Records supplied
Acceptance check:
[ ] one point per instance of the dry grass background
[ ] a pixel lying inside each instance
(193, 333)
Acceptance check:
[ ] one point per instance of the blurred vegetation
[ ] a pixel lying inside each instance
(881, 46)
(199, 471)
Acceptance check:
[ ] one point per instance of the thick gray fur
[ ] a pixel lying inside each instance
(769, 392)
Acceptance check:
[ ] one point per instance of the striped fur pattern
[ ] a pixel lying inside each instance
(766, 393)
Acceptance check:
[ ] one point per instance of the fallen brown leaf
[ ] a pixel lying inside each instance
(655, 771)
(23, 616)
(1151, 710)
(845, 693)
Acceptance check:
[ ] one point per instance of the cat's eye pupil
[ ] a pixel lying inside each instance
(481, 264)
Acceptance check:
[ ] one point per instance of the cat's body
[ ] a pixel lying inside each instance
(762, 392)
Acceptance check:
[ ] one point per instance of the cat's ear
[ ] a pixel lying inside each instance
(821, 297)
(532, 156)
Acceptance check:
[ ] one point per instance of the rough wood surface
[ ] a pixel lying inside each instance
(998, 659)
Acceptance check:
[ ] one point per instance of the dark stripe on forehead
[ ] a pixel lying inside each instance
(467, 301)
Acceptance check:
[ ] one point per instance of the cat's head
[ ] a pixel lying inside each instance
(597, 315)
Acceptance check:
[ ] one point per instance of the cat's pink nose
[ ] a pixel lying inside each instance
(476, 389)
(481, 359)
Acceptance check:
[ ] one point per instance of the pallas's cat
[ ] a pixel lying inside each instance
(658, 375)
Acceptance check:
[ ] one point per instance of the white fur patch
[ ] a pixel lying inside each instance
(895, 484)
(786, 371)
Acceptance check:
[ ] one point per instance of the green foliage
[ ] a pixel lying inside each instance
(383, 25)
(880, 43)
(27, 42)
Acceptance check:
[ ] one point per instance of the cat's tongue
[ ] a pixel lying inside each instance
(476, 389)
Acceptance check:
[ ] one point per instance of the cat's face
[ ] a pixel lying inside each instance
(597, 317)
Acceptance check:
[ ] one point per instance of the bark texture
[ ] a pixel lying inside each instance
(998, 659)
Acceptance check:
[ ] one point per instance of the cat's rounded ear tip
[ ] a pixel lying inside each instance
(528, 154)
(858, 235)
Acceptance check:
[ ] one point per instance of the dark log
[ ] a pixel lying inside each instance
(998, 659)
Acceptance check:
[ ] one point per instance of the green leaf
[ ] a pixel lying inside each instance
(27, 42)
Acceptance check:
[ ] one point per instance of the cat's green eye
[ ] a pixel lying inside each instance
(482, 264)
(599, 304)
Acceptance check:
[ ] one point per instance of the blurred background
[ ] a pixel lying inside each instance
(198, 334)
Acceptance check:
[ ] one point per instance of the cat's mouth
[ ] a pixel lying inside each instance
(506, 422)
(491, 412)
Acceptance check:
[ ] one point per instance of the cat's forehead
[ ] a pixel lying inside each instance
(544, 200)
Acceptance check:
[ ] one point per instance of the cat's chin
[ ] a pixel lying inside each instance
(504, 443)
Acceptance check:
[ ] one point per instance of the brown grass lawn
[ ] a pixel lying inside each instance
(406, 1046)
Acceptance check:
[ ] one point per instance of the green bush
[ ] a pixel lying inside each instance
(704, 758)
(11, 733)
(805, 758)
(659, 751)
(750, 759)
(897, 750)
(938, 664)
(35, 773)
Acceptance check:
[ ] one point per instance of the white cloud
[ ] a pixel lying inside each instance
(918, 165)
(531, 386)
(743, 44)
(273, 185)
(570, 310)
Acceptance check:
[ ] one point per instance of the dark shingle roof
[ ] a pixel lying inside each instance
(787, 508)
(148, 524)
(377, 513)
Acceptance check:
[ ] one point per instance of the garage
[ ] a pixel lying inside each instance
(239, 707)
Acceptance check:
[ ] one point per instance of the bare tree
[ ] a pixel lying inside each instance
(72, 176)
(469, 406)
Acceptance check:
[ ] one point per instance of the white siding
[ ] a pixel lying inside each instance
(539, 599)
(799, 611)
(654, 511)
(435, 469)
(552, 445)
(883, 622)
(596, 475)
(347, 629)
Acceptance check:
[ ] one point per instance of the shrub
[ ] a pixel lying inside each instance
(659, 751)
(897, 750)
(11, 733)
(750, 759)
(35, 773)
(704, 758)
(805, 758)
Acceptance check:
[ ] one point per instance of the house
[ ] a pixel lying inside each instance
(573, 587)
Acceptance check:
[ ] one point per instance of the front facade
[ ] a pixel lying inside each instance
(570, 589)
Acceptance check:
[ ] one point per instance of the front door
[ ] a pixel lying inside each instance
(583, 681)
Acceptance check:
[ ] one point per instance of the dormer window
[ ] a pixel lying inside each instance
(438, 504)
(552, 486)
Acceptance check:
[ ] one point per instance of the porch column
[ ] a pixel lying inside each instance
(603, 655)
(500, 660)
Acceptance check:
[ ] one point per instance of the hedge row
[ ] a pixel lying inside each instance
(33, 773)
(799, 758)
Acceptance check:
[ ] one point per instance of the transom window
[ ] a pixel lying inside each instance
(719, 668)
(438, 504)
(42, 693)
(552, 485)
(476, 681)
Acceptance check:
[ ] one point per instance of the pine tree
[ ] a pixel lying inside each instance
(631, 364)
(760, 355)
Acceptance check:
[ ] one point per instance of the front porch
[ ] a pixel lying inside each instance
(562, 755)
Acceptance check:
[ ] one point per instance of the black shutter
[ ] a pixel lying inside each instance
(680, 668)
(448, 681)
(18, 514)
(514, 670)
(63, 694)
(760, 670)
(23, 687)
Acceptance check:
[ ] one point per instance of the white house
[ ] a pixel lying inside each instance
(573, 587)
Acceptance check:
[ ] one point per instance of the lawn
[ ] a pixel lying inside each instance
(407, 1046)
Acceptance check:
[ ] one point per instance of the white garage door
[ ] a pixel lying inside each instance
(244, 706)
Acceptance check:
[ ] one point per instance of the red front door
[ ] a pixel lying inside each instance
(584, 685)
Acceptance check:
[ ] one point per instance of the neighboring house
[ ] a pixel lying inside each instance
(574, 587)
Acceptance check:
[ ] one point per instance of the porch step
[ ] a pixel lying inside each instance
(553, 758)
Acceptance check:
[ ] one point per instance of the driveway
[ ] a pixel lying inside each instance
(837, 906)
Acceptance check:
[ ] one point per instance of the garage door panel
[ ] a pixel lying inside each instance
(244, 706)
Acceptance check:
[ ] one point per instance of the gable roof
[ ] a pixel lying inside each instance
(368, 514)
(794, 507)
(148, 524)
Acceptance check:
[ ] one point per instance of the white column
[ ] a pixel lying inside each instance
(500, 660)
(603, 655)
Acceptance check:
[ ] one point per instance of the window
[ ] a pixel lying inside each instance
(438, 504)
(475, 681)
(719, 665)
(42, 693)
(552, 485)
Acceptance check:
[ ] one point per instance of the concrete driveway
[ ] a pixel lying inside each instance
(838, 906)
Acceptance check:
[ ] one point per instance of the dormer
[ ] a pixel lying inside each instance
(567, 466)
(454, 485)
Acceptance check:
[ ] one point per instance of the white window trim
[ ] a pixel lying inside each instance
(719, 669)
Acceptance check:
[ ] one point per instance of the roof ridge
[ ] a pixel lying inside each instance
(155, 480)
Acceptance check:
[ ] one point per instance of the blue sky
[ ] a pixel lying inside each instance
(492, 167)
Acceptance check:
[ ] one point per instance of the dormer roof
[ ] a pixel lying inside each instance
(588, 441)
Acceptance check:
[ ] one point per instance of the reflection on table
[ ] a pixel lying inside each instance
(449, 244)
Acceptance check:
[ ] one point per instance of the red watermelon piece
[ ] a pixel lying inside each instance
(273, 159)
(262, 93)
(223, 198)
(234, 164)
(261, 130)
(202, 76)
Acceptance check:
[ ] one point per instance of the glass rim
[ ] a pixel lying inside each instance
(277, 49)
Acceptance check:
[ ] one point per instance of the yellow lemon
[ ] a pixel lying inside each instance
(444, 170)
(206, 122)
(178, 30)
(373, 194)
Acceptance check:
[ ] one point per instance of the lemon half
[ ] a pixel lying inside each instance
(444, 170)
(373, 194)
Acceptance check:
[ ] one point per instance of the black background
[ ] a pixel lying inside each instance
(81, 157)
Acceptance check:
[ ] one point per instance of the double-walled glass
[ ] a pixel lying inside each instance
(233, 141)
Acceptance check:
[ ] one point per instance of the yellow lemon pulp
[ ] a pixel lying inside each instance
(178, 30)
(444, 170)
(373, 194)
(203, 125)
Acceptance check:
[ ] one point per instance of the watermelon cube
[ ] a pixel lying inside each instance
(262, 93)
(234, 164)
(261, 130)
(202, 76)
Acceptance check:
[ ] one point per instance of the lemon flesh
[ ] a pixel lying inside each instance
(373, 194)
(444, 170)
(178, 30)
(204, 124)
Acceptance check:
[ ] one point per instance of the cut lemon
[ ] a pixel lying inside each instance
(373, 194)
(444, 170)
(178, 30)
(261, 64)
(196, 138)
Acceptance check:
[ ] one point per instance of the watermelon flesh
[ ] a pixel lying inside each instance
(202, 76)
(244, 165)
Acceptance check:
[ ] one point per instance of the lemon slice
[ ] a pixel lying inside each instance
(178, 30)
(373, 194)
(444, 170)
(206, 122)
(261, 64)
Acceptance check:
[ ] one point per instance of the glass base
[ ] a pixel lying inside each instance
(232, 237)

Work required
Spot the lines above that mention "roof" and copy them.

Result for this task
[ ] one point per instance of the dark shingle roof
[ ] one point per instance of the gable roof
[ ] one point per instance of the roof ridge
[ ] one point per instance of the dormer roof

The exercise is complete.